+++ EXTRAIT PROPOSÉ +++

Nous voici en tout cas dans la contingence, dans un monde sans dieux, responsables uniques de nos caprices, livrés à notre seule solitude humaine et aux entreprises de sa folie, sous l’œil indifférent des astres, n’ayant sous le soleil des jours que la flamme de l’espérance à toujours inventer pour obstinément témoigner de l’infinité du réel, en approcher la source, et « pour retenir le rythme du chant ».
C’est bien la vie, et sa multiple profusion, dans ce qui se murmure à notre oreille du lourd secret des choses et que masquent nos mots sur nos lèvres, que le poète invite dans ses pages et exalte à voix retenue, même métaphoriquement, sous la forme du végétal, de l’animal, du minéral, comme dans ses aspects les plus élémentaires – ceux de l’eau et du feu, de la terre et du vent, l’arbre, la lune, la pie ou l’araignée. Ces textes, habités des diverses présences du monde, nous en proposent une approche sensible, une re-connaissance qui nous le restitue intense mais fiévreux, où s’exerce l’enjeu le plus grave qui soit, celui d’appartenir en bonne intelligence à la communauté des êtres et des choses dont nous ne sommes que les douloureux, fragiles, mais indispensables maillons de la chaîne.
Car vivre est, en effet, expérience mortelle, épreuve de douleur qui « jette la tête contre les murs », mais ne nous laisse d’autre choix, souvent, puisque « souffrir c’est vivre encore », c’est-à-dire essayer de persévérer dans notre être. Etre au monde, c’est être du monde, mais otages non consentants de la finitude de notre temps terrestre qui ne nous nourrit de lui-même que pour autant qu’il nous dévore. Etre du monde fait de nous des « êtres-pour-la-mort », figurants d’une pièce où s’imposent « la pluie cinglante/la montagne qui crache ses laves/le froid mortel/l’océan qui engloutit ».
Françoise Oriot sait que le drame de l’espèce humaine et son désordre permanent, insulte à l’ordre impermanent des choses, ont aussi pour décor la mise à feu et sang des espérances, et la violence du monde, les crimes et massacres organisés, « le mépris/la délation« , et ce qui fait de nous des égarés sans boussole ni horizon. Et l’on peut se permettre de penser à Shakespeare qui estimait que le « malheur du temps (était) que les fous guident les aveugles ». Sommes-nous devenus plus sages ?
Ces textes ne font pas silence sur ce qui fonde le tragique de notre présence au temps et au monde, un monde où « il faudrait, nous dit l’auteure, réveiller la moitié de l’humanité/et consoler l’autre moitié ». La voix est souvent douce, mais surtout ferme et grave, et cela lui suffit, comme on chante dans la pénombre ou qu’on prie à voix basse, à se faire l’écho de ces cris dont l’horizon rougeoie et qu’ils peuplent, là-bas, tout autour, de « colonnes de cendres ».

+++ JEU DE DONNÉES +++

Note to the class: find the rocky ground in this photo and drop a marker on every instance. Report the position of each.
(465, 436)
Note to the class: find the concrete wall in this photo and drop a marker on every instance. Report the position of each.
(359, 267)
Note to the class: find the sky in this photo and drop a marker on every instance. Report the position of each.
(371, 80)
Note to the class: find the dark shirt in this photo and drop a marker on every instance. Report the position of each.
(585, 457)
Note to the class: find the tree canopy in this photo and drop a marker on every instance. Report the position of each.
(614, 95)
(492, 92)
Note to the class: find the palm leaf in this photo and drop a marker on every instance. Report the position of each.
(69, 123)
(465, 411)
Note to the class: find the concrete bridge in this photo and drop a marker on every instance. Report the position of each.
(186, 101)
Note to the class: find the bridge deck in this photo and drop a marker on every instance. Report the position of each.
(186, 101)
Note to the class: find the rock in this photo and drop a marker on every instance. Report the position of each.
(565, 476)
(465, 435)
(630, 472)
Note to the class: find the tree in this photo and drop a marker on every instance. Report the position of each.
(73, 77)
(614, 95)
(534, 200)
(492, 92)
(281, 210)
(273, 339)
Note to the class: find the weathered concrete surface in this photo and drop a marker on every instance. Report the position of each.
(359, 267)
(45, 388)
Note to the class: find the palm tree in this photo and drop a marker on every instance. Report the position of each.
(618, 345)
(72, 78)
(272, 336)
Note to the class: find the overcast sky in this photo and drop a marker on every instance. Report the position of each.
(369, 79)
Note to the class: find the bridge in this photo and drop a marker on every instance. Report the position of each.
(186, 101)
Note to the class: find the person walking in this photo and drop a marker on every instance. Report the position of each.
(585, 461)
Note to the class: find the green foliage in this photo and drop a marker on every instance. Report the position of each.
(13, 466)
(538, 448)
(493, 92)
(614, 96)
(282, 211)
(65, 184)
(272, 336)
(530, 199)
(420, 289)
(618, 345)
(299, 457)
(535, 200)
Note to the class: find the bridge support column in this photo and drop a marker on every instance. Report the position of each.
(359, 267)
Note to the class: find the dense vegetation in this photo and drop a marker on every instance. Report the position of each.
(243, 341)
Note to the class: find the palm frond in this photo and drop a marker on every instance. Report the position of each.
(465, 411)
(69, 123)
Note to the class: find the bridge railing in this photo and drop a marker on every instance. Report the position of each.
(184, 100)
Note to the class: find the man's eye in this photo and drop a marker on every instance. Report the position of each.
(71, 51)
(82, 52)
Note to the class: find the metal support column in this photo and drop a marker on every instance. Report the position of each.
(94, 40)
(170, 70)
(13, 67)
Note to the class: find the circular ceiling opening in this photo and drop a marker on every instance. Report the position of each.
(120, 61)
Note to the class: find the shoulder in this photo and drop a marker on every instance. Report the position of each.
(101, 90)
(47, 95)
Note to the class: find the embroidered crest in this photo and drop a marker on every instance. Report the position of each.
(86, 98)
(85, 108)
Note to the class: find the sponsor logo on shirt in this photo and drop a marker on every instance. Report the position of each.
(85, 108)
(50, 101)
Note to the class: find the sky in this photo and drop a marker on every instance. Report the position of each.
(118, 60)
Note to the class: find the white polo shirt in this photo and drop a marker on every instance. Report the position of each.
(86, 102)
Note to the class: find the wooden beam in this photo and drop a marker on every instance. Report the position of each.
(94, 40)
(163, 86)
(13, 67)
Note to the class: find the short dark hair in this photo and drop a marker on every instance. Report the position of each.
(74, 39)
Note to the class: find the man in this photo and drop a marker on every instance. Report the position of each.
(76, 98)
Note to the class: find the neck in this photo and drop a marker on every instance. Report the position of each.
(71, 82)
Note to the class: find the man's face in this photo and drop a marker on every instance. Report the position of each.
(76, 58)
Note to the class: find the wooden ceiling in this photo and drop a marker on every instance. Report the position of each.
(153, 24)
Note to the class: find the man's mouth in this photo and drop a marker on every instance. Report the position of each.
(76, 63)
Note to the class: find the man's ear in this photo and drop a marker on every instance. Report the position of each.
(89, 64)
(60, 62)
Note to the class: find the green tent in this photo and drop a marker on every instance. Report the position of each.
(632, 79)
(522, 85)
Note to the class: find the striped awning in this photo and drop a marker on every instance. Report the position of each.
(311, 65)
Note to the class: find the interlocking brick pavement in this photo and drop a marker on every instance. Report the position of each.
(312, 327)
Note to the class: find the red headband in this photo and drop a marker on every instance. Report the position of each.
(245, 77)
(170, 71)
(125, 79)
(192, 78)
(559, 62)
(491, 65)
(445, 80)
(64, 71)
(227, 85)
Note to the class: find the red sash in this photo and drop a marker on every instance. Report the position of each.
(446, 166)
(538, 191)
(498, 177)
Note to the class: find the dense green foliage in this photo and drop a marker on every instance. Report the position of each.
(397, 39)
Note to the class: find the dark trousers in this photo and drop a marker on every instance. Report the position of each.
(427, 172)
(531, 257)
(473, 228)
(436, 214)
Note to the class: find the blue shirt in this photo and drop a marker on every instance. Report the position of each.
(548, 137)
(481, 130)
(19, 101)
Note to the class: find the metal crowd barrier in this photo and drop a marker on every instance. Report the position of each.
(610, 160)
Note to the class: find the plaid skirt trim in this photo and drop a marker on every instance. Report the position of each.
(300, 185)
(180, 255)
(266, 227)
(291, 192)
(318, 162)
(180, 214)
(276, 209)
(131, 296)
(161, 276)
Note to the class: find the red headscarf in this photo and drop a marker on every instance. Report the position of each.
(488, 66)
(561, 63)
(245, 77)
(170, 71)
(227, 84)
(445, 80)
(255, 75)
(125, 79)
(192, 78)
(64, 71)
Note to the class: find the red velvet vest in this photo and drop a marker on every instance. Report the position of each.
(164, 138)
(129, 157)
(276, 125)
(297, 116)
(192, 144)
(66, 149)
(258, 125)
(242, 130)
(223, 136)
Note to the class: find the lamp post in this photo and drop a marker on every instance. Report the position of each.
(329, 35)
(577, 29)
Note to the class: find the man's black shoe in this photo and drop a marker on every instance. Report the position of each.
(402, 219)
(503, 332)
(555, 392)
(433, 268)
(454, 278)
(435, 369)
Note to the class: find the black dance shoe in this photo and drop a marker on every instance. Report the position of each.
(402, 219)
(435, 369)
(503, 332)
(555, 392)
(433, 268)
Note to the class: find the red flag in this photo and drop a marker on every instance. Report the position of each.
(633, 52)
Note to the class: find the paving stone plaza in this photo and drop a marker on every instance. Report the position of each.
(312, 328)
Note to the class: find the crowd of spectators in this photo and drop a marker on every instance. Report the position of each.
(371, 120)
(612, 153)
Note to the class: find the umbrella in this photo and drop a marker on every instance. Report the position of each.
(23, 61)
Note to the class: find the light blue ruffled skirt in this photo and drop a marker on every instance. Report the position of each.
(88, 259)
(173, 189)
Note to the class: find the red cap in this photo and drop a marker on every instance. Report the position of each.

+++

CONSIGNE
Reproduisez tel quel le passage de l'extrait proposé qui va de « C’est bien la » jusqu'à « de la chaîne. » inclus.

CORRIGÉ
C’est bien la vie, et sa multiple profusion, dans ce qui se murmure à notre oreille du lourd secret des choses et que masquent nos mots sur nos lèvres, que le poète invite dans ses pages et exalte à voix retenue, même métaphoriquement, sous la forme du végétal, de l’animal, du minéral, comme dans ses aspects les plus élémentaires – ceux de l’eau et du feu, de la terre et du vent, l’arbre, la lune, la pie ou l’araignée. Ces textes, habités des diverses présences du monde, nous en proposent une approche sensible, une re-connaissance qui nous le restitue intense mais fiévreux, où s’exerce l’enjeu le plus grave qui soit, celui d’appartenir en bonne intelligence à la communauté des êtres et des choses dont nous ne sommes que les douloureux, fragiles, mais indispensables maillons de la chaîne.